• Coordinate labeling data:
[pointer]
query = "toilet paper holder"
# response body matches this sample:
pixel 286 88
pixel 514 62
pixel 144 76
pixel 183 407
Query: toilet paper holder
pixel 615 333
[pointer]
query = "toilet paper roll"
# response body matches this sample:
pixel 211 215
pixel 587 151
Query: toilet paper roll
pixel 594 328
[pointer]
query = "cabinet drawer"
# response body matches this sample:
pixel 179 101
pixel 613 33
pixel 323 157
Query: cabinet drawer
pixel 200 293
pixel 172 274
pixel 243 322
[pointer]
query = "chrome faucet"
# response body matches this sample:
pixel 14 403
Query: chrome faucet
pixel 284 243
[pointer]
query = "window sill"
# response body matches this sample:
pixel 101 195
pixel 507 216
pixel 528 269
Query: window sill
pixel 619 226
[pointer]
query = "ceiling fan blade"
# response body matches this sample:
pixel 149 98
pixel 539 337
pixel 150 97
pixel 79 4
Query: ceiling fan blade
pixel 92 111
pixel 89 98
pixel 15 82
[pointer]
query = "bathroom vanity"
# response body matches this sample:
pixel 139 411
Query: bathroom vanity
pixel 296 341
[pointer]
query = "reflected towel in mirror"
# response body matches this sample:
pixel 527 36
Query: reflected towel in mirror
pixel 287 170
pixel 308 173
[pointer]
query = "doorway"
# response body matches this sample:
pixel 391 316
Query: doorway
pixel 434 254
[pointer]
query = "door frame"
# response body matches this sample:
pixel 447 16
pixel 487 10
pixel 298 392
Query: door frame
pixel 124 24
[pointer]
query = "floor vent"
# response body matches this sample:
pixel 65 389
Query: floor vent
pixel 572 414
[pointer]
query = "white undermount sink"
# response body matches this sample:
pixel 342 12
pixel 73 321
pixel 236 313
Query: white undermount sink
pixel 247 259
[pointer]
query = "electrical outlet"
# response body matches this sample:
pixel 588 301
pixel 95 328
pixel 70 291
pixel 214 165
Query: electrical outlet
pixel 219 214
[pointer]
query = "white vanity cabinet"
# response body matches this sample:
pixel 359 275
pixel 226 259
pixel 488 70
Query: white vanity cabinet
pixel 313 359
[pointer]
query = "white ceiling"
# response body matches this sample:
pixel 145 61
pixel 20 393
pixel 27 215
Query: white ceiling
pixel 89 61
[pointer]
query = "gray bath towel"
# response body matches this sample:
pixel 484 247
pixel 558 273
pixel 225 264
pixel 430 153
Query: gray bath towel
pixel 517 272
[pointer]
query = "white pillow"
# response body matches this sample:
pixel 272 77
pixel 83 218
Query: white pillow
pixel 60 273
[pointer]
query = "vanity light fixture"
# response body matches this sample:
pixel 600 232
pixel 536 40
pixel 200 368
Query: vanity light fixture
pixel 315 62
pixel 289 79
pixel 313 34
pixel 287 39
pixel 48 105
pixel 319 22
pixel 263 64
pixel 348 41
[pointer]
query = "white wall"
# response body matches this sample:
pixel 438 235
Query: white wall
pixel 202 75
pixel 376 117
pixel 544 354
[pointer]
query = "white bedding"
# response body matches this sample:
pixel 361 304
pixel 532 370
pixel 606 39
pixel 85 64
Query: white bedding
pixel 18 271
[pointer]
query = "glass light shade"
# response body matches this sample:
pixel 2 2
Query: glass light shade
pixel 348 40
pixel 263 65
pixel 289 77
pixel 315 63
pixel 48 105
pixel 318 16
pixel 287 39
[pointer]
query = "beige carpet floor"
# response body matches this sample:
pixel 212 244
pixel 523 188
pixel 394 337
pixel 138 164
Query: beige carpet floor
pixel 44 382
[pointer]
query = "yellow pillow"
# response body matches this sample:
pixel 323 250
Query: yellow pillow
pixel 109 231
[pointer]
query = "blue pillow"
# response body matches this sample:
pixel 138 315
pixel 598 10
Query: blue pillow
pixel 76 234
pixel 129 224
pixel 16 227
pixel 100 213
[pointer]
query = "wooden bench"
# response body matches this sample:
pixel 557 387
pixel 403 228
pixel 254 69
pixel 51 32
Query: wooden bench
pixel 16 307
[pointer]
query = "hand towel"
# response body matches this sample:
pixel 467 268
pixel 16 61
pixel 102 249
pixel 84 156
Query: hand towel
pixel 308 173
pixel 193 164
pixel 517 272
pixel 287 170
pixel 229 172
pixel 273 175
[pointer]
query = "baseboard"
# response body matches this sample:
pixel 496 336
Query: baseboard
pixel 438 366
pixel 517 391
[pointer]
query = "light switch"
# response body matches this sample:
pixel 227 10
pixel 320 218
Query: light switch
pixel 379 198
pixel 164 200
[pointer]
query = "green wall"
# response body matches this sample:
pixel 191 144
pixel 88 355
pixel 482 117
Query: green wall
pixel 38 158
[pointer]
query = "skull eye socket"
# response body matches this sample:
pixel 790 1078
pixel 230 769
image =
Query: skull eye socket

• What you have to do: Repeat all the entries exactly as given.

• Full answer:
[pointer]
query = "toilet paper holder"
# response body matches this sample:
pixel 286 88
pixel 514 62
pixel 144 76
pixel 183 407
Query: toilet paper holder
pixel 615 333
[pointer]
query = "toilet paper roll"
# response body matches this sample:
pixel 211 215
pixel 587 151
Query: toilet paper roll
pixel 594 328
[pointer]
query = "cabinet drawer"
# response body matches this sample:
pixel 179 101
pixel 613 33
pixel 323 157
Query: cabinet drawer
pixel 200 293
pixel 172 274
pixel 243 322
[pointer]
query = "chrome faucet"
# response body matches this sample:
pixel 14 403
Query: chrome faucet
pixel 284 243
[pointer]
query = "window sill"
# response body matches this sample:
pixel 101 195
pixel 507 216
pixel 528 269
Query: window sill
pixel 619 226
[pointer]
query = "ceiling fan blade"
# response body matches this sample:
pixel 149 98
pixel 539 337
pixel 150 97
pixel 79 4
Query: ceiling fan blade
pixel 92 111
pixel 89 98
pixel 15 82
[pointer]
query = "bathroom vanity"
# response body matches this sample:
pixel 139 411
Query: bathroom vanity
pixel 296 341
[pointer]
query = "reflected towel in mirror"
# response body matches this sample:
pixel 527 36
Query: reflected towel in mirror
pixel 287 170
pixel 308 173
[pointer]
query = "doorway"
# response body matches this sample:
pixel 391 316
Query: doorway
pixel 434 254
[pointer]
query = "door frame"
# response body matches this sample:
pixel 447 16
pixel 487 10
pixel 298 392
Query: door frame
pixel 124 24
[pointer]
query = "floor vent"
# response body matches this sample:
pixel 65 389
Query: floor vent
pixel 572 414
[pointer]
query = "white undermount sink"
# response body matches this sample:
pixel 342 12
pixel 73 321
pixel 236 313
Query: white undermount sink
pixel 247 259
[pointer]
query = "electrical outlet"
# response body matches this sample:
pixel 588 301
pixel 95 328
pixel 70 291
pixel 214 165
Query: electrical outlet
pixel 219 214
[pointer]
query = "white vanity cabinet"
# response body matches this sample:
pixel 359 275
pixel 226 259
pixel 488 70
Query: white vanity cabinet
pixel 313 359
[pointer]
query = "white ceiling"
# response body matches this sample:
pixel 145 61
pixel 20 393
pixel 27 215
Query: white ceiling
pixel 89 61
[pointer]
query = "gray bath towel"
# response body matches this sample:
pixel 484 247
pixel 558 273
pixel 225 264
pixel 430 153
Query: gray bath towel
pixel 517 272
[pointer]
query = "white pillow"
# response body matches this sample:
pixel 272 77
pixel 83 218
Query: white pillow
pixel 60 273
[pointer]
query = "vanity light fixture"
# response body matches this sample:
pixel 600 232
pixel 536 40
pixel 200 368
Query: vanity light fixture
pixel 315 62
pixel 289 79
pixel 313 34
pixel 287 39
pixel 48 105
pixel 319 22
pixel 263 64
pixel 348 41
[pointer]
query = "white wall"
# response body matches this sample:
pixel 438 235
Query: white wall
pixel 202 75
pixel 376 117
pixel 544 354
[pointer]
query = "white bedding"
# response body matches this sample:
pixel 361 304
pixel 532 370
pixel 606 39
pixel 85 64
Query: white bedding
pixel 18 271
[pointer]
query = "glass light shade"
# response body matches this sample:
pixel 2 2
Query: glass light shade
pixel 348 40
pixel 263 65
pixel 289 77
pixel 315 63
pixel 48 105
pixel 318 16
pixel 287 39
[pointer]
query = "beige carpet floor"
# response body matches this sample:
pixel 212 244
pixel 523 188
pixel 394 337
pixel 138 164
Query: beige carpet floor
pixel 44 382
[pointer]
query = "yellow pillow"
# response body matches this sample:
pixel 323 250
Query: yellow pillow
pixel 109 231
[pointer]
query = "blue pillow"
# response body matches this sample:
pixel 138 315
pixel 598 10
Query: blue pillow
pixel 76 234
pixel 129 224
pixel 16 227
pixel 100 213
[pointer]
query = "wooden bench"
# response body matches this sample:
pixel 557 387
pixel 403 228
pixel 254 69
pixel 51 32
Query: wooden bench
pixel 16 307
[pointer]
query = "hand towel"
# response body matches this sample:
pixel 467 268
pixel 16 61
pixel 102 249
pixel 84 156
Query: hand towel
pixel 308 173
pixel 193 164
pixel 517 272
pixel 287 170
pixel 229 172
pixel 273 175
[pointer]
query = "baseboard"
# response body matches this sample:
pixel 496 336
Query: baseboard
pixel 438 366
pixel 517 391
[pointer]
query = "light switch"
# response body matches this sample:
pixel 227 10
pixel 320 218
Query: light switch
pixel 379 198
pixel 164 200
[pointer]
query = "green wall"
# response body matches this sample:
pixel 191 144
pixel 88 355
pixel 482 117
Query: green wall
pixel 38 158
[pointer]
query = "skull eye socket"
# response body matches this sample:
pixel 790 1078
pixel 230 769
image =
Query: skull eye socket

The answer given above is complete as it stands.